> To do: In the records below, locate the line containing "Can you find the rocky"; output that line and every following line through the last, exactly.

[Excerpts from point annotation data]
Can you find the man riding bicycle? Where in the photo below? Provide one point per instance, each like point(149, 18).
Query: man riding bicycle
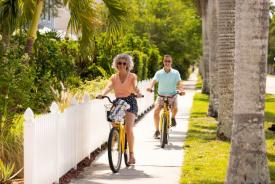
point(169, 81)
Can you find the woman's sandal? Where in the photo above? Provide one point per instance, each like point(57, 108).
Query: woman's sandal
point(132, 159)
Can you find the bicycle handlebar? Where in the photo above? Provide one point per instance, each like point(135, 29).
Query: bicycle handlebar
point(109, 99)
point(170, 96)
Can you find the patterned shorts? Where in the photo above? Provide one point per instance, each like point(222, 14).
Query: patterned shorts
point(172, 101)
point(131, 100)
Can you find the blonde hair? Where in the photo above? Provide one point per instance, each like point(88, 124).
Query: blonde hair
point(126, 57)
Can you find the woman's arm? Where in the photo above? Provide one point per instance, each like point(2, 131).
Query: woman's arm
point(180, 87)
point(136, 89)
point(152, 84)
point(107, 89)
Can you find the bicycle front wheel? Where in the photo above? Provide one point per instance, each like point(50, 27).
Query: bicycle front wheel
point(164, 133)
point(126, 152)
point(114, 150)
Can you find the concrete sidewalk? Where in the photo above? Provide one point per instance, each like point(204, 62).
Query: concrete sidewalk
point(153, 164)
point(270, 84)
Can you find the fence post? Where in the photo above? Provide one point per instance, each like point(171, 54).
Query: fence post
point(54, 110)
point(29, 147)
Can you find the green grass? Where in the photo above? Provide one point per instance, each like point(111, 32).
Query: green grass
point(206, 159)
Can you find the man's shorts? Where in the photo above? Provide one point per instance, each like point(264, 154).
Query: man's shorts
point(173, 102)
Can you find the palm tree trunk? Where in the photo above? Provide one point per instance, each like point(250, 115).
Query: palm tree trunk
point(248, 161)
point(205, 57)
point(5, 42)
point(213, 65)
point(225, 57)
point(34, 26)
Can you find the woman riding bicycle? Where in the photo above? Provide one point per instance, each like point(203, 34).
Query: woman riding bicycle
point(124, 84)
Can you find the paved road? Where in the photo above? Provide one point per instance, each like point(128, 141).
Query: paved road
point(153, 164)
point(270, 84)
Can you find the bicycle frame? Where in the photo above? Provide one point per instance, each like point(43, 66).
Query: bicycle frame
point(121, 127)
point(165, 112)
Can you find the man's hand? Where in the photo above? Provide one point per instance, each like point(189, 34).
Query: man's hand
point(99, 97)
point(139, 95)
point(149, 90)
point(181, 93)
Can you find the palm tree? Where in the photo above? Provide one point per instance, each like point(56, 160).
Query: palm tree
point(83, 20)
point(225, 57)
point(213, 65)
point(9, 13)
point(248, 161)
point(205, 57)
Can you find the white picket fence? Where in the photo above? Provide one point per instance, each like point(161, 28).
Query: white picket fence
point(55, 142)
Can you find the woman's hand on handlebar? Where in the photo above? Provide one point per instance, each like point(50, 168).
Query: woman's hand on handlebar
point(99, 97)
point(149, 90)
point(181, 93)
point(139, 95)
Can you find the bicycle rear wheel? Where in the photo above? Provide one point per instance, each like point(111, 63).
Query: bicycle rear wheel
point(126, 152)
point(164, 132)
point(114, 150)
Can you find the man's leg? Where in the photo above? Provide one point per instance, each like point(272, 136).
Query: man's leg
point(174, 113)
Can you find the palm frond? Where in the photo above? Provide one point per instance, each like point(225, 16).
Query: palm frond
point(116, 16)
point(9, 14)
point(83, 21)
point(28, 7)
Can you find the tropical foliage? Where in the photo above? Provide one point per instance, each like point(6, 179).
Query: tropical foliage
point(32, 65)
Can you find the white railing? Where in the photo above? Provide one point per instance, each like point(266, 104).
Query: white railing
point(55, 142)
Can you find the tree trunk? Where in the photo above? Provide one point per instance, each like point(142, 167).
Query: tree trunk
point(225, 57)
point(34, 26)
point(205, 57)
point(213, 65)
point(248, 161)
point(5, 42)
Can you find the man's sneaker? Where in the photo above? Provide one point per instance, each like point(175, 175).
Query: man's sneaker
point(272, 128)
point(173, 122)
point(157, 134)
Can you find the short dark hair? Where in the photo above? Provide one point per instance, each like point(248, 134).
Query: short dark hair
point(167, 55)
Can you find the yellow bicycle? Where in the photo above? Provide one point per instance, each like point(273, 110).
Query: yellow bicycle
point(117, 141)
point(165, 120)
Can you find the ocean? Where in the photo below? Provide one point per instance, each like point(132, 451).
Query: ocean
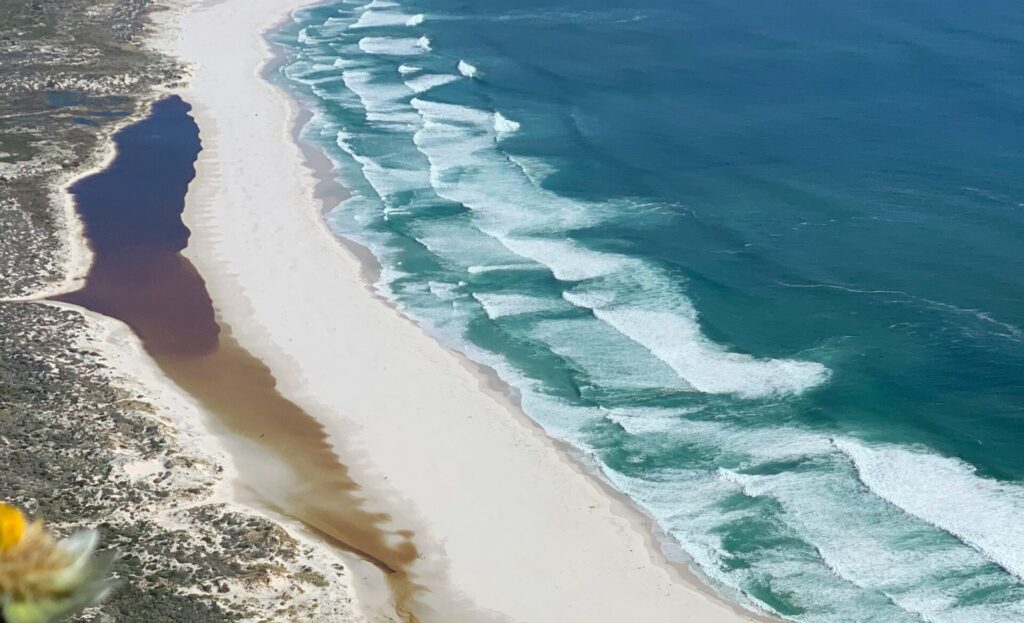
point(760, 263)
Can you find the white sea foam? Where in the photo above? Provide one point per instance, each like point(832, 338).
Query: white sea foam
point(442, 290)
point(394, 46)
point(605, 358)
point(383, 101)
point(649, 421)
point(372, 18)
point(467, 70)
point(567, 261)
point(378, 4)
point(466, 168)
point(425, 82)
point(675, 338)
point(503, 305)
point(504, 125)
point(480, 268)
point(948, 493)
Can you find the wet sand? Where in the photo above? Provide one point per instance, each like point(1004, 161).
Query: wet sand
point(131, 213)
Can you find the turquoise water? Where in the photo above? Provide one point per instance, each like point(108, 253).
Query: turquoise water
point(762, 263)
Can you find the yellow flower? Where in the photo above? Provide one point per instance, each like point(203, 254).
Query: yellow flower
point(41, 578)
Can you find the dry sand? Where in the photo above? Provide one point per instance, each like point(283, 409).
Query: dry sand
point(507, 527)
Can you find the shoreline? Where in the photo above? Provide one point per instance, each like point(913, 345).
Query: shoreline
point(242, 284)
point(327, 191)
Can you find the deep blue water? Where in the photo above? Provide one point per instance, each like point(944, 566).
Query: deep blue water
point(761, 261)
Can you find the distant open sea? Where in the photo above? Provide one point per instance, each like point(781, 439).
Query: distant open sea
point(762, 262)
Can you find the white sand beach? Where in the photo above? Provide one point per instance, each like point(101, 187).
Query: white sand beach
point(508, 527)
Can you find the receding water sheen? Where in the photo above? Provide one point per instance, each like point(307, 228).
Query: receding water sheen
point(762, 262)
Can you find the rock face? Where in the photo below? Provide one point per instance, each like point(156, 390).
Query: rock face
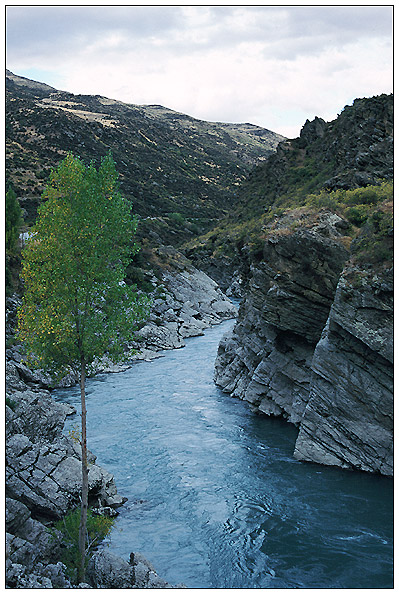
point(266, 360)
point(43, 482)
point(189, 303)
point(349, 417)
point(313, 344)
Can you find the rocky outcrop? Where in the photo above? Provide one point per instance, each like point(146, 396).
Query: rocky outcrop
point(313, 344)
point(266, 360)
point(43, 482)
point(348, 420)
point(186, 302)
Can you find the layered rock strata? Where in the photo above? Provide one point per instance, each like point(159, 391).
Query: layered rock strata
point(186, 302)
point(266, 359)
point(348, 420)
point(315, 346)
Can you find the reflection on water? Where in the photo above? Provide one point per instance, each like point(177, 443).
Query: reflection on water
point(215, 498)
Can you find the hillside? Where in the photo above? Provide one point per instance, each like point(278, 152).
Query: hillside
point(310, 251)
point(345, 165)
point(180, 172)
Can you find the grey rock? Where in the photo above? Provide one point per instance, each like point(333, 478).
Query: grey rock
point(313, 344)
point(16, 515)
point(349, 417)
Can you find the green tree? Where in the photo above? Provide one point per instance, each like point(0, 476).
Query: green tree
point(13, 220)
point(76, 306)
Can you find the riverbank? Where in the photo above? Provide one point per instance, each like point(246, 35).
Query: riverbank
point(43, 482)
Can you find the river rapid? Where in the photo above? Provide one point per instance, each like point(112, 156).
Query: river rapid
point(215, 497)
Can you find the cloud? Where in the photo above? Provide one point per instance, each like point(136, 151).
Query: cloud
point(274, 66)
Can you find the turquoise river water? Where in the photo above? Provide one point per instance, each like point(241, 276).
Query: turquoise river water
point(215, 497)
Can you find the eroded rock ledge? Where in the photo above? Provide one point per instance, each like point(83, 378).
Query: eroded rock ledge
point(43, 466)
point(43, 482)
point(313, 344)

> Reply to the exercise:
Can you find the rocky outcrop? Where in the photo above? Provide one point per instance, each like point(146, 396).
Query: rocky outcrop
point(313, 344)
point(266, 360)
point(43, 482)
point(348, 420)
point(186, 302)
Can you find the layered rock strata? Where in the photo above? Provide one point per instance, each like point(159, 391).
Query: layered rock strata
point(186, 302)
point(266, 359)
point(348, 420)
point(315, 346)
Can you find the reflection on water? Where in the photo above? Provide one point per instance, each like point(177, 443).
Query: reflection on water
point(215, 498)
Can you find the hillside? Where in the photo above? Provide one point per instance, each like point(278, 152).
Query: hillside
point(310, 251)
point(345, 165)
point(180, 172)
Can you find the grey rock? Where in the photo above? Provide one point per instance, each like point(333, 478).
Query: grey rock
point(313, 344)
point(16, 515)
point(349, 417)
Can you find the green tree? Where in the photo above? Provide one point per instance, each like point(0, 476).
Query: green tree
point(13, 220)
point(76, 306)
Can you find the riverbank? Where in the photo above? Provide one point per instance, each like point(246, 35).
Query: riverbank
point(43, 482)
Can you find the river rapid? Where in the photo above? Provide one point per instance, each like point(112, 156).
Query: river rapid
point(215, 497)
Can you find the cloud? Where in the photo above? Provide one point per instance, each like point(136, 151).
Query: cloud
point(274, 66)
Can you find the turquoise river water? Where in the photo above? Provide one point per instance, each like point(241, 276).
Query: turquoise river water
point(215, 497)
Can you find the eroded rock ledge? Where in the photo above? Provide one point per instance, each like point(83, 378).
Query: eroded rock ledge
point(43, 466)
point(43, 482)
point(313, 344)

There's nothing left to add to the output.